* [BRANO PROPOSTO]:
Solo la parola “schiena” accomuna queste condizioni di dolore


In tanti centri di assistenza medica, dove tutti i giorni si occupano del dolore muscolo-scheletrico, circa il 60 % dei casi, sono dovuti al mal di schiena

Molte persone, con la speranza di liberarsi di questa “bestia” seguono diversi percorsi orientati a raggiungere di nuovo la piena funzionalità. 

Questo problema è così comune che tanti sanitari ed anche i media si occupano spesso del tema, proponendo concetti molto, troppo, contrastanti, che provocano nel paziente sofferente un poderoso impatto non solo sul dolore e la disabilità, ma perfino sul tempo e sulla qualità di recupero.

* [DATI REGISTRATI]:

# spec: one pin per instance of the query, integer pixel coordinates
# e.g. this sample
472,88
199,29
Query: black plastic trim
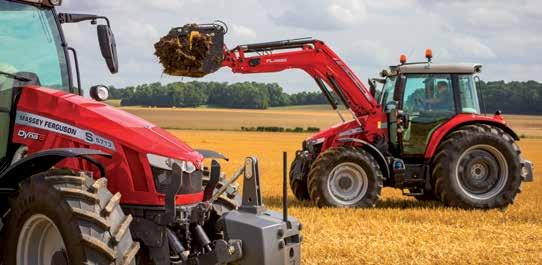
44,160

==

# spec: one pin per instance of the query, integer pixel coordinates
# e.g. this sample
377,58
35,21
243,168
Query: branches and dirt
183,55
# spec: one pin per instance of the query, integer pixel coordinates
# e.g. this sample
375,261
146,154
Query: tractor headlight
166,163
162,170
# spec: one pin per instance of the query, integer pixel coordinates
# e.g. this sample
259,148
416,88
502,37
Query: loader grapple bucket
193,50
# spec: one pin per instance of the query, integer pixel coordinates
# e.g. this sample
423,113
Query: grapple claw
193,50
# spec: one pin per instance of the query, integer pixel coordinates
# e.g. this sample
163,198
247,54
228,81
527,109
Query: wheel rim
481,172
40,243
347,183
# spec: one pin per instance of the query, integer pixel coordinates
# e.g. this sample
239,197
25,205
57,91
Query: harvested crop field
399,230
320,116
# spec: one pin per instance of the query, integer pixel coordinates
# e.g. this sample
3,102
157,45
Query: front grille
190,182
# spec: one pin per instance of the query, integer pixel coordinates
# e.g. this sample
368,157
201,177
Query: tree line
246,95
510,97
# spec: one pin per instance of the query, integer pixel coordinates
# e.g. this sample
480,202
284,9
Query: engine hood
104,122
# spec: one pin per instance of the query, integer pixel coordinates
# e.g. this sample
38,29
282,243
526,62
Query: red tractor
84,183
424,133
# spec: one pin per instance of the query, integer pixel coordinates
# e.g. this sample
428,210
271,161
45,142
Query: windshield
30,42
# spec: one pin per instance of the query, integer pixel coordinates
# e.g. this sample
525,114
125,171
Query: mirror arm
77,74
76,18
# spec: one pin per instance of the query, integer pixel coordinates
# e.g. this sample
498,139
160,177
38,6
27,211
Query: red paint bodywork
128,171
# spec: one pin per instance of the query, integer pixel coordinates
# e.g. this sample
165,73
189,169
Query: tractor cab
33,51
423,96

* [DA SVOLGERE]:
1 > Rispondi alle seguenti domande sul brano sul mal di schiena.
(a) Quale percentuale dei casi di dolore muscolo-scheletrico è dovuta al mal di schiena?
(b) Con quale parola tra virgolette viene indicato il male da cui molte persone sperano di liberarsi?
(c) Oltre al dolore e alla disabilità, su che cosa hanno un impatto i concetti contrastanti proposti da sanitari e media?
2 > Prosegui il brano sul mal di schiena a partire dalla sua ultima frase.
I record non servono a nulla in questo lavoro.

* [RISPOSTE AI COMPITI]:
1 >
(a) Circa il 60 %.
(b) "Bestia".
(c) Sul tempo e sulla qualità di recupero.

2 >
Il dolore acuto e il dolore cronico


Il primo ostacolo che deve superare la persona è il malinteso frequente che predomina, riferito alla parola cronico, interpretato come gravità. Invece, serve solo a determinare la cronologia del dolore e non per identificare altro parametro, cioè la serietà della patologia. 

Il mal di schiena acuto è riferito a un dolore nuovo, mai patito prima, che si risolve in quattro settimane circa, mentre il cronico persiste per più di tre mesi. Questo malinteso può influenzare negativamente già in partenza le aspettative di prognosi del paziente, inoltre complica la gestione e la sua risposta al trattamento.

Se hai sofferto improvvisamente, cioè, in modo acuto, un quadro di mal di schiena fino a restare bloccato, questa è una situazione completamente diversa dal presentare un dolore alla schiena che, lentamente e con alti e bassi, progredisce da mesi oppure anni, definito come cronico.                                                                                                      

Chiarito questo aspetto, si possono risparmiare tanti disagi: denaro, tempo, dolore e salute.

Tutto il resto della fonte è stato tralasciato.